-- Exercise inputs --
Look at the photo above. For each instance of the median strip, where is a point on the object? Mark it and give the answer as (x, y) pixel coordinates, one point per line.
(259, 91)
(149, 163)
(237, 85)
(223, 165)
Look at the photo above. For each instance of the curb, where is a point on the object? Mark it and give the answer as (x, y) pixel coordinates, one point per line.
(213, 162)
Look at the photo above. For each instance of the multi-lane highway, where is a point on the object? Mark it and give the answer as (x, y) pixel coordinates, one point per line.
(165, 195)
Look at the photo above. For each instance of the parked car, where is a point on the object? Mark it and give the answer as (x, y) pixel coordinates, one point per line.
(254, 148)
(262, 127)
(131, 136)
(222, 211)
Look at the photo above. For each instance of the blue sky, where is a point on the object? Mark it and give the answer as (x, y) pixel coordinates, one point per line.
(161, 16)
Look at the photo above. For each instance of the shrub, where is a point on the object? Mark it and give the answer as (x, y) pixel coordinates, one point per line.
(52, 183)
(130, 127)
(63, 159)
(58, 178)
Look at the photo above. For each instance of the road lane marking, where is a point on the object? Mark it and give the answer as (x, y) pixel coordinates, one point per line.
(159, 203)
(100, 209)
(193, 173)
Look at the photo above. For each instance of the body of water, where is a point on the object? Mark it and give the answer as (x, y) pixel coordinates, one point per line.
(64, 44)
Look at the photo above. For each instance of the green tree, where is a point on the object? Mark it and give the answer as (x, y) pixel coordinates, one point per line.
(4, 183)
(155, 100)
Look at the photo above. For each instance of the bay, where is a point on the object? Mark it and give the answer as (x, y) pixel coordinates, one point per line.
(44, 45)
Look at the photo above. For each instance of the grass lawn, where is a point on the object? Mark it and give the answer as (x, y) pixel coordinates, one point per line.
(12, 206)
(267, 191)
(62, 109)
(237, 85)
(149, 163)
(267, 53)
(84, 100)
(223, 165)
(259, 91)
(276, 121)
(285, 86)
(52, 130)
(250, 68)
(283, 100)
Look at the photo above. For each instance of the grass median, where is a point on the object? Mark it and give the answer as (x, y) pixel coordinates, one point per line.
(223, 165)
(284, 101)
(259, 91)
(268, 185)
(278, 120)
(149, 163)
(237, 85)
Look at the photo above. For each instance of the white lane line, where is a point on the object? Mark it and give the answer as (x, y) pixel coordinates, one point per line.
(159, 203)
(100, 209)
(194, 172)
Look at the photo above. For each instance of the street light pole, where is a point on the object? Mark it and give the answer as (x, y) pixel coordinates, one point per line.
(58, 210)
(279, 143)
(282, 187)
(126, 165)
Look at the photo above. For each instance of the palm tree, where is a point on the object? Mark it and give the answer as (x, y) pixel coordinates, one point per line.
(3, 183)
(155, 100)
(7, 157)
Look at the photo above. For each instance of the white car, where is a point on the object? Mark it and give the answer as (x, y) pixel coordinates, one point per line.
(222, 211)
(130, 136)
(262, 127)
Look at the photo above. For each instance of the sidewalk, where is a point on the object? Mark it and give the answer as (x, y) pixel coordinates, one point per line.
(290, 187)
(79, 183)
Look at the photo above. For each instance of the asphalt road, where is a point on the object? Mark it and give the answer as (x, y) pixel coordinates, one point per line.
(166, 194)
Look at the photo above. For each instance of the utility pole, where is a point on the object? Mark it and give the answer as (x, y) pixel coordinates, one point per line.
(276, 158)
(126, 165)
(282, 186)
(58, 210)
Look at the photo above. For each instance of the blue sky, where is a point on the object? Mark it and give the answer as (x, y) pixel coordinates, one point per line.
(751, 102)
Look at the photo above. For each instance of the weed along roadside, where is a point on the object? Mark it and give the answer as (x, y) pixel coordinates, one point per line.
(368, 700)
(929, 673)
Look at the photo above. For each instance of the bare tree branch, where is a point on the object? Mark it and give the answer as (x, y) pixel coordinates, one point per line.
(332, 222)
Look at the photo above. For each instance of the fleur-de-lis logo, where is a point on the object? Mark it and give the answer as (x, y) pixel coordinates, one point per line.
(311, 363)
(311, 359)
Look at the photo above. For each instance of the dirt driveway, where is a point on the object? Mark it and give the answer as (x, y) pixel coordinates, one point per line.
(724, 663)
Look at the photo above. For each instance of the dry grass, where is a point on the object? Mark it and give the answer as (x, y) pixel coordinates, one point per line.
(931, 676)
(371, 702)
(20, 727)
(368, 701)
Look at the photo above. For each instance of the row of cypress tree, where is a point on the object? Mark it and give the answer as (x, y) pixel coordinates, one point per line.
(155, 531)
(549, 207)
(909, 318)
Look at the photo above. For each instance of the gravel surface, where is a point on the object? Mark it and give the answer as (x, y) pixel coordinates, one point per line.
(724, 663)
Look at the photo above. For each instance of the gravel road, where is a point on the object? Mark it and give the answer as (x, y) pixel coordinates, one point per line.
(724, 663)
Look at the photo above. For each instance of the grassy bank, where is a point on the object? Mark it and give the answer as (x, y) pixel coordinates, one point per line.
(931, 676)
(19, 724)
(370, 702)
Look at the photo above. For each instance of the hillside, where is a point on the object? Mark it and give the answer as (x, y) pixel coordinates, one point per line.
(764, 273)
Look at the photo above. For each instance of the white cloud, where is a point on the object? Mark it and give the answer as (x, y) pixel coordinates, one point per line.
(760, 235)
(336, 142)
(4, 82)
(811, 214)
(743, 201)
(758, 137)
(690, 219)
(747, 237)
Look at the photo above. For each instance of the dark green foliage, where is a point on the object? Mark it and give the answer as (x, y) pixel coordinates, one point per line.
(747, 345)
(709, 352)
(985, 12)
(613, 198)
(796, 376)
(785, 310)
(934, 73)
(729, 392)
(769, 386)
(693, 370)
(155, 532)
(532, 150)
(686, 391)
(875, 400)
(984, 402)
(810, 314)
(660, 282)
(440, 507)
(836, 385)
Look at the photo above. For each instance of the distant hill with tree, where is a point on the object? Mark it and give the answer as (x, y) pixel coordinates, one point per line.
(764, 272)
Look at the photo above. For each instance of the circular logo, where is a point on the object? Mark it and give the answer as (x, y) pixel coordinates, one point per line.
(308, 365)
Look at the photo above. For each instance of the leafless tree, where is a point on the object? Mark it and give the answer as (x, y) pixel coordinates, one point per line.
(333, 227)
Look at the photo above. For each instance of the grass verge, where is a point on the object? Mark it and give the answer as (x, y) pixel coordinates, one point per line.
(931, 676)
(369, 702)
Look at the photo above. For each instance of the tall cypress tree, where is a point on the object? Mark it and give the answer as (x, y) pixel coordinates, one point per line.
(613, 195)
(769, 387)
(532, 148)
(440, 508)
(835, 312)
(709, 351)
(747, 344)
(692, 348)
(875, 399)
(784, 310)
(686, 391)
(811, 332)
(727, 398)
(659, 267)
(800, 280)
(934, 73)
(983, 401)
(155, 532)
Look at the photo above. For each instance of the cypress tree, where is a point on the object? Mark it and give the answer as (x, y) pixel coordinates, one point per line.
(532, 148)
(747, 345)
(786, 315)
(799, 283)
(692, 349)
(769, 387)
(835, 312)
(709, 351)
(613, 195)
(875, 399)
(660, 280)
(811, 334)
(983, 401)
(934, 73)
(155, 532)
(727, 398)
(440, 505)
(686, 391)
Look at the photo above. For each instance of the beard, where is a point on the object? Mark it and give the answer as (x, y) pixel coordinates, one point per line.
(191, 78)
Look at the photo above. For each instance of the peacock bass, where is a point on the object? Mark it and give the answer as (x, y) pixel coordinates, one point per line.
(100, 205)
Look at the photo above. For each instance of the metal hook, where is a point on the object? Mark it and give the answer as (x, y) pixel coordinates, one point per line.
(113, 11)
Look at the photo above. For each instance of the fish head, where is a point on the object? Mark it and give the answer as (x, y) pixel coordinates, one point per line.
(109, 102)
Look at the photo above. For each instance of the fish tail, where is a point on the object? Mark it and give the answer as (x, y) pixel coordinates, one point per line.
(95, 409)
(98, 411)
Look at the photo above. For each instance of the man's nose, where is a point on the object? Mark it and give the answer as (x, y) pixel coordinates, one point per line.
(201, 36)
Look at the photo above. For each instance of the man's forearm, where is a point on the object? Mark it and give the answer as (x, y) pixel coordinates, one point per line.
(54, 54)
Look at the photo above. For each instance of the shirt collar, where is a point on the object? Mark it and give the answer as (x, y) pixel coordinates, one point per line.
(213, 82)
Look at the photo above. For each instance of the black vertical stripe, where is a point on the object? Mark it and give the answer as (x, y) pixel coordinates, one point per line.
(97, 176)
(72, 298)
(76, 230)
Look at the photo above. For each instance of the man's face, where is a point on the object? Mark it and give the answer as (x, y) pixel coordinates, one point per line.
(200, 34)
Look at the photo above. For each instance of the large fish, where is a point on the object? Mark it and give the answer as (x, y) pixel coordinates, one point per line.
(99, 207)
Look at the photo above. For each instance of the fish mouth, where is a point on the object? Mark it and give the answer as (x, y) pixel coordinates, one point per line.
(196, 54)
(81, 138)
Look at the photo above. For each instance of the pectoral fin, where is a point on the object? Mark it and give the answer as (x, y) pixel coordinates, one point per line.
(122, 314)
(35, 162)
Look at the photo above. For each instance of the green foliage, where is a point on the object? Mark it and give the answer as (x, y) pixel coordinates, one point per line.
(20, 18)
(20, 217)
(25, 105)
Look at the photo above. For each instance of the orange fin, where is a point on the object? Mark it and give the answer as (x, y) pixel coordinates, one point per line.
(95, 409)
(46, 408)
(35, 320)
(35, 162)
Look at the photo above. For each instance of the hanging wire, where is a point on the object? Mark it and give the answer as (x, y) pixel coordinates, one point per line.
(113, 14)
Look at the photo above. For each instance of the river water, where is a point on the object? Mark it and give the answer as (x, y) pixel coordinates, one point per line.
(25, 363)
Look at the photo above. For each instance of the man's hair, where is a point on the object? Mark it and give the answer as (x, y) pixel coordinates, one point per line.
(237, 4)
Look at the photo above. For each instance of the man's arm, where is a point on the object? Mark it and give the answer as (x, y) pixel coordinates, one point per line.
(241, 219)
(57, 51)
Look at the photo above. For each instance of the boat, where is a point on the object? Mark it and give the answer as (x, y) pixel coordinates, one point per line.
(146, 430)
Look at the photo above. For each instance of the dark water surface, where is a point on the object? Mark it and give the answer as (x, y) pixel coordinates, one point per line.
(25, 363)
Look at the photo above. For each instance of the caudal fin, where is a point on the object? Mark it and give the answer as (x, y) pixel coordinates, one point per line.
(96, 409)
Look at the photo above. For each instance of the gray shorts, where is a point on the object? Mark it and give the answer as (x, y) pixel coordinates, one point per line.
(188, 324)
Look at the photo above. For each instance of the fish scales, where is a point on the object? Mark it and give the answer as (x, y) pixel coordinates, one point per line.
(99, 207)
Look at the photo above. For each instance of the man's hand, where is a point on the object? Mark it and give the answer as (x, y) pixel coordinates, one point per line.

-- Exercise objective --
Skip all lines ahead of the one containing "fish scales, where". Reproduce that line and the remainder of the listing above exactly.

-- Answer to this problem --
Look at the photo above. For each instance of the fish scales, where is a point on the object? Mark it and give the answer as (x, y) pixel coordinates, one point per line.
(99, 207)
Look at the photo above. For each instance of the man's hand, where is a point on the object? Mark it and give the answer as (x, y) pixel coordinates, one point per line.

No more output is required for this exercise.